* Alıntılanan Yazı

——

İyi ki Türkeş konuştu. (Birbirimizi daha iyi anladık.)

ads ads ads ads
11/03/2017

ads

Eşref Çetinel Eşref Çetinel


Türkiye gitgide “sinirli” ülke oluyor! Referandum yaklaşırken mi yoksa bölgedeki savaşlar mı bu tansiyonu yükseltiyor, bilemiyoruz ama bir “idol” haline getirilirken “güç” simgesi olarak görülen Erdoğan’dan kaynaklanarak bu “sinirin” yakınlarını da sardığını görüyoruz.. Mesela Dışişleri Bakanı Çavuşoğlu artık çok daha sert.. Start almış yüz metre koşucuları gibi çıkış yapmakta. Öte yandan:

Geçtiğimiz gün KKTC’i ziyaretinde koordinatörümüz Tuğrul Türkeş’i de içteki sorunlarımızı bir şamar gibi yüzümüze çarparken sözleriyle çok sinirli gördüktü. Belli ki uzun süredir bizi izlerken belleğine kaydettiği şu kendimize özgü sorunlarla aksi büksü işlerimizi hatırlatıp sitemde bulunacağı bir ortam arıyordu, bulduğu anda boşalıverdi..

——

Bir koleksiyonda saklanan öğeler:
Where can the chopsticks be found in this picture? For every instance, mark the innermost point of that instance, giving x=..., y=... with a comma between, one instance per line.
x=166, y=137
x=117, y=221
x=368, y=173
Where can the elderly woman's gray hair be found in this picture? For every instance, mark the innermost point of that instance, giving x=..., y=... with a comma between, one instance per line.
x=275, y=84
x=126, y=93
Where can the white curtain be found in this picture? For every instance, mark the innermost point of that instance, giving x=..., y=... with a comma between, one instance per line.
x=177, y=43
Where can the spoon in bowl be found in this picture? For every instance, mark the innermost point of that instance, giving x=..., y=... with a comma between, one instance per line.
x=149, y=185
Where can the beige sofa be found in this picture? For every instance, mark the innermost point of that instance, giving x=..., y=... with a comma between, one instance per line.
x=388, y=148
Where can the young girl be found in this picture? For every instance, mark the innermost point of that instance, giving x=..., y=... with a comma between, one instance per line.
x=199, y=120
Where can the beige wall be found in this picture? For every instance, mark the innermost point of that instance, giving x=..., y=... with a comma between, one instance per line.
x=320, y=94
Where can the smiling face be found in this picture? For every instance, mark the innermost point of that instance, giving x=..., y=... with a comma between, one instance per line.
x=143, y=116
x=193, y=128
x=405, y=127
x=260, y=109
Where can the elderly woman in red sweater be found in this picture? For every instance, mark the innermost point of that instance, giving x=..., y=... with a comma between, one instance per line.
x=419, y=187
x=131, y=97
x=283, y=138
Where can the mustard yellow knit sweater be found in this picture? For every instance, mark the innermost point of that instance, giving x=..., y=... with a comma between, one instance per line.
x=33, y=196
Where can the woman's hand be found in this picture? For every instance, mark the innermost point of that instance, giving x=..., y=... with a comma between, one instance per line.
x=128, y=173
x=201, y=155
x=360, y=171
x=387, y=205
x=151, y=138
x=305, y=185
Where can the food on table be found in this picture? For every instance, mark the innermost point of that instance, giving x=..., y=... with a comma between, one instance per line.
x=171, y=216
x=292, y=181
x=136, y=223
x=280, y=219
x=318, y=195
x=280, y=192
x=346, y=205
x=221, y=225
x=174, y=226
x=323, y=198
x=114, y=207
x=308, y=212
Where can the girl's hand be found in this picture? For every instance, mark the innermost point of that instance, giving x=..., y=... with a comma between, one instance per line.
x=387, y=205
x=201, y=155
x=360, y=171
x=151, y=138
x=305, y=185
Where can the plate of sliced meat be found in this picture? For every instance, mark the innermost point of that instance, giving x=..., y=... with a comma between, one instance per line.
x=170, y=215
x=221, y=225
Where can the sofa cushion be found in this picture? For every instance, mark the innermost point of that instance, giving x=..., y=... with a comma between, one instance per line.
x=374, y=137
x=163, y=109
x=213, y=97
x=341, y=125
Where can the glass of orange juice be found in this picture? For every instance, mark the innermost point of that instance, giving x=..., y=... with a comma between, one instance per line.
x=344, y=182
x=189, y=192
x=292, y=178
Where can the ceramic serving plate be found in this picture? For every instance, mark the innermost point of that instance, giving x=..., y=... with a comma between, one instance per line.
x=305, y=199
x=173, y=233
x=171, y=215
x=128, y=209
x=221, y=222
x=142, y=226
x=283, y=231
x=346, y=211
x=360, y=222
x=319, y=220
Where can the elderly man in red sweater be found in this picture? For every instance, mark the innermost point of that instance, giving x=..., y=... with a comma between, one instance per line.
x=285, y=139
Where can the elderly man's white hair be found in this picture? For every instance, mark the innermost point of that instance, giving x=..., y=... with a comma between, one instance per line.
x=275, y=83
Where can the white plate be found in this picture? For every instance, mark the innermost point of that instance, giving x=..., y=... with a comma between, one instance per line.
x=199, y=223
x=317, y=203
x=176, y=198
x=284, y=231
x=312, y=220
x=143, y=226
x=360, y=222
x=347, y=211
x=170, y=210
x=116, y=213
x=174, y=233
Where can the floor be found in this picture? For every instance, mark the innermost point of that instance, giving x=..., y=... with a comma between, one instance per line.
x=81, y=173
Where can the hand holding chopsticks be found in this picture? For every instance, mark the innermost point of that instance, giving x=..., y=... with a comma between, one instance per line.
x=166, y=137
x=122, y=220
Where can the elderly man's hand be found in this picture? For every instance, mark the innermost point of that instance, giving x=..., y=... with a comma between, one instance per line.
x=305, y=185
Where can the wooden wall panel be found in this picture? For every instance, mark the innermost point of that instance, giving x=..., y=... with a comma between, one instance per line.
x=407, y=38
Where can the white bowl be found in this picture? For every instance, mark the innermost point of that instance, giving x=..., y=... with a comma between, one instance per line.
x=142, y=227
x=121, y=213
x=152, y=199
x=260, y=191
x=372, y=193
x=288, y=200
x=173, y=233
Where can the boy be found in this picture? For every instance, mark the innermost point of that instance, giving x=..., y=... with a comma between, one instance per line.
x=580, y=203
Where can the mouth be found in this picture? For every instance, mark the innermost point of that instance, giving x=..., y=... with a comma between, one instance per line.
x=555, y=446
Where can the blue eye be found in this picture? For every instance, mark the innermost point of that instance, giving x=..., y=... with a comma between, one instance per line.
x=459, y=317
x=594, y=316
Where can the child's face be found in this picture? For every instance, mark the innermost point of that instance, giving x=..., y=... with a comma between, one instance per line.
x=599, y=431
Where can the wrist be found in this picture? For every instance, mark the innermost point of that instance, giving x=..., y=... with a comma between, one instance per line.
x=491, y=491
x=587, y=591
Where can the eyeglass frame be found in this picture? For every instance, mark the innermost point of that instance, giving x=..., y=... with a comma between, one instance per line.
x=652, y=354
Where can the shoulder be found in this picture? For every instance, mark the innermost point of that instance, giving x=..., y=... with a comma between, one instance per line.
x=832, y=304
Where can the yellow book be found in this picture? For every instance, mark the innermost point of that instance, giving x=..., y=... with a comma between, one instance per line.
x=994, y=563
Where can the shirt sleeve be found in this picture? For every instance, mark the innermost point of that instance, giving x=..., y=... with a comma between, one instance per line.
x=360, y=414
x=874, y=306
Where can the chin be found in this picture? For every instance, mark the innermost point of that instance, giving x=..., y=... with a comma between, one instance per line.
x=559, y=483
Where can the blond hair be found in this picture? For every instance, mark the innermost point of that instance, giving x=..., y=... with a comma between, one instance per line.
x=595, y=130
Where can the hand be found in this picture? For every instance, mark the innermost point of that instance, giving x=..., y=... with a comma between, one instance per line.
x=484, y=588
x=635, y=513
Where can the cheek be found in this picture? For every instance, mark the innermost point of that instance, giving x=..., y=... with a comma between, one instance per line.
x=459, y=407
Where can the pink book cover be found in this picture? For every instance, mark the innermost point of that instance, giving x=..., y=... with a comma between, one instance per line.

——

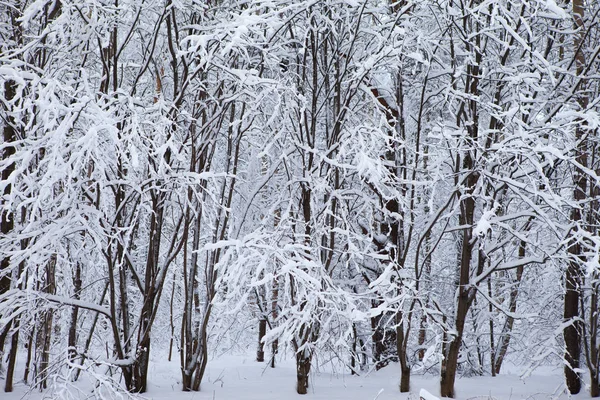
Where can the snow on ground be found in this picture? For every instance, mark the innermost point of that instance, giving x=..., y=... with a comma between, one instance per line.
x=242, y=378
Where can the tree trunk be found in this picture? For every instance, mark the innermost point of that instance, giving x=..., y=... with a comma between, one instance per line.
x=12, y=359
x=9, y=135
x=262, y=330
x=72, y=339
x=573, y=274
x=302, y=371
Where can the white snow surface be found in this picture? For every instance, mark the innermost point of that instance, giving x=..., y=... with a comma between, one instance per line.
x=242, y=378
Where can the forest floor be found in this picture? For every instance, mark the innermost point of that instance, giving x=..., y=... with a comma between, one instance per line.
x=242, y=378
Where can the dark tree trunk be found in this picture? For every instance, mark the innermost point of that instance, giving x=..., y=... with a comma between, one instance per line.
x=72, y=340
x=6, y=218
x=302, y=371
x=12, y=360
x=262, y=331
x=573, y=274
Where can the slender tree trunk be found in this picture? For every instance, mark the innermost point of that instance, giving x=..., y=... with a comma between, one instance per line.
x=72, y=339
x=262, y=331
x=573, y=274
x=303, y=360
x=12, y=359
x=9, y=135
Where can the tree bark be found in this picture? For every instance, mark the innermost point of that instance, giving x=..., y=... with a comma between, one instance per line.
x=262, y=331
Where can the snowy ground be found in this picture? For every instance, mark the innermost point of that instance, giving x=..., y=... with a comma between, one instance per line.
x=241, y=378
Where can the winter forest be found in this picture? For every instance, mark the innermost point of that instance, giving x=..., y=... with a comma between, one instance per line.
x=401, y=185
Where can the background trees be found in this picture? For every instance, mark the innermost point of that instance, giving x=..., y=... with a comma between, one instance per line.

——

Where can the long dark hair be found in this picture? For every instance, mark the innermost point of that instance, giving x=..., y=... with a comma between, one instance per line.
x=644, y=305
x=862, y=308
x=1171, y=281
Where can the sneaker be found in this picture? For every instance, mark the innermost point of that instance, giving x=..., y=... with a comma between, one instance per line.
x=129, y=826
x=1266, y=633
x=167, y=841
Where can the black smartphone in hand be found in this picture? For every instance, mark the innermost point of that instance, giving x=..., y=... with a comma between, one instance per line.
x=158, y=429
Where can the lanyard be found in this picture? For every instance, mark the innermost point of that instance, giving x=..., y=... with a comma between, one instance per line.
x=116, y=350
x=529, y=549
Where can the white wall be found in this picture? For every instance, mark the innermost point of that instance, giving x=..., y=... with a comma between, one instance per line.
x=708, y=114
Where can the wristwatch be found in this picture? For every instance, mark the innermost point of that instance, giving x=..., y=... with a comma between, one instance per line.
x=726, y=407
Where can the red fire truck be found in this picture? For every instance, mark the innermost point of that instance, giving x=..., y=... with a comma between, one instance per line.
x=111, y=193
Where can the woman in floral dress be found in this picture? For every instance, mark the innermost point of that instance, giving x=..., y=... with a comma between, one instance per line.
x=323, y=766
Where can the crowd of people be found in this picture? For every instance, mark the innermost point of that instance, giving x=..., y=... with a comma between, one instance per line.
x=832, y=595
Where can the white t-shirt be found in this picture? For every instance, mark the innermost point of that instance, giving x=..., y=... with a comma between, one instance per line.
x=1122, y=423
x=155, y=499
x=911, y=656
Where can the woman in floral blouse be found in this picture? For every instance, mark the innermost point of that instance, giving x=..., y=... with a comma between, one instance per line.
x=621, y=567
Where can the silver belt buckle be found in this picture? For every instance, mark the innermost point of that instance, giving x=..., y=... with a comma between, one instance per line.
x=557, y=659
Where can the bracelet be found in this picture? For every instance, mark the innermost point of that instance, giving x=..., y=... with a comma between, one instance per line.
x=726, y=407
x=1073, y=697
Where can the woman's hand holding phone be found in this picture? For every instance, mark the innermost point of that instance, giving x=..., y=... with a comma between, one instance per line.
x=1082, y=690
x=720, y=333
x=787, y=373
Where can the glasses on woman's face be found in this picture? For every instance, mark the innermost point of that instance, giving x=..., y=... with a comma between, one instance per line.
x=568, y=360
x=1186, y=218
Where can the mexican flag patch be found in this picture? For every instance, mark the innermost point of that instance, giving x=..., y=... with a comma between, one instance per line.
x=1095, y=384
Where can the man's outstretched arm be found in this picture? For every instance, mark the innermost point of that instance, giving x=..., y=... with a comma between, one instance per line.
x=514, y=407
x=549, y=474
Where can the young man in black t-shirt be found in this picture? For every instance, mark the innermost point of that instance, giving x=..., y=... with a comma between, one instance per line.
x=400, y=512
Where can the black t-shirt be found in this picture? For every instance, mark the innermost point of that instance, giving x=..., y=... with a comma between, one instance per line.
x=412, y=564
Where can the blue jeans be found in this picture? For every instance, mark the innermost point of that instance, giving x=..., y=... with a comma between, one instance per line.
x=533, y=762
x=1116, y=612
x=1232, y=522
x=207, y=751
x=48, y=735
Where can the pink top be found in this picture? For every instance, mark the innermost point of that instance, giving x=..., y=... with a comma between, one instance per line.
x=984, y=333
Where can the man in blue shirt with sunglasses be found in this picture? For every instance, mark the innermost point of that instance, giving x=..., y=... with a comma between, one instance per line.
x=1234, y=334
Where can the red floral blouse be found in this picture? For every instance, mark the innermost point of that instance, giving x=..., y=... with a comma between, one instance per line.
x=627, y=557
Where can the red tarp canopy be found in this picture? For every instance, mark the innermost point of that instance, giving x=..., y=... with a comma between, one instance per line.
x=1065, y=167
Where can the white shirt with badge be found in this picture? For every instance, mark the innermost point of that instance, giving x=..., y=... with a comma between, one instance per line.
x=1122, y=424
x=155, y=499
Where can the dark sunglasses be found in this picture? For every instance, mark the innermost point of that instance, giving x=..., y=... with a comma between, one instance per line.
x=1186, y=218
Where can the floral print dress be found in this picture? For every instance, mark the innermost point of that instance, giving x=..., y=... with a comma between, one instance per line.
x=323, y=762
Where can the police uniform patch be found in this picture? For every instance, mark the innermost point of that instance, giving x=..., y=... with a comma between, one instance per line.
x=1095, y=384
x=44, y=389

——

* İstenenler
(a) Satırlardan "Where can the crowd" ifadesini içerenden "x=832, y=595" ifadesini içerene kadar olanların hepsini, "crowd of people" yerine "group of people" koyarak düzenle ve yalnızca bu satırları ver. Geri kalan her şey aynen kalsın.
(b) Türkeş'in KKTC ziyaretini anlatan yazıyı, görünen son cümlenin ardından sürdür.

* Görev Yanıtları
(a)
Where can the group of people be found in this picture? For every instance, mark the innermost point of that instance, giving x=..., y=... with a comma between, one instance per line.
x=832, y=595

(b)
TABİ BİLİYORUZ: Türkiye’nin hamimiz olduğunu, Türkiyesiz bu adada varlığımızı sürdüremeyeceğimizi.. Türlü çeşitli yardımları olmasa ayaklarımızın üzerinde duramayacağımızı da biliyoruz.

Fakat 1974’den beridir minnet duyduğumuz Türkiye’nin 42 yıldır bizi ne dünyadan tecrit edilmişlikten ne de çözümsüzlükle ambargolar altında sıkboğaz olmuşluğumuzdan bir türlü kurtaramadığını da biliyoruz ve ekliyoruz. Mesela “çözümü sağlamayı başaramadı.” Hatta bu konuda “tutuk” da kaldı..

Şunu da biliyoruz: Türkiye üst kademe bürokrasisinin bize yönelik yaklaşımı öteden beridir “bir avuç insanlarsınız, neye ihtiyacınız varsa biz karşılar, giydirir, yedirir, içiririz de” diye başlayan sözlerinden öte değildir! Çok işitmişliğimiz olmuştur!..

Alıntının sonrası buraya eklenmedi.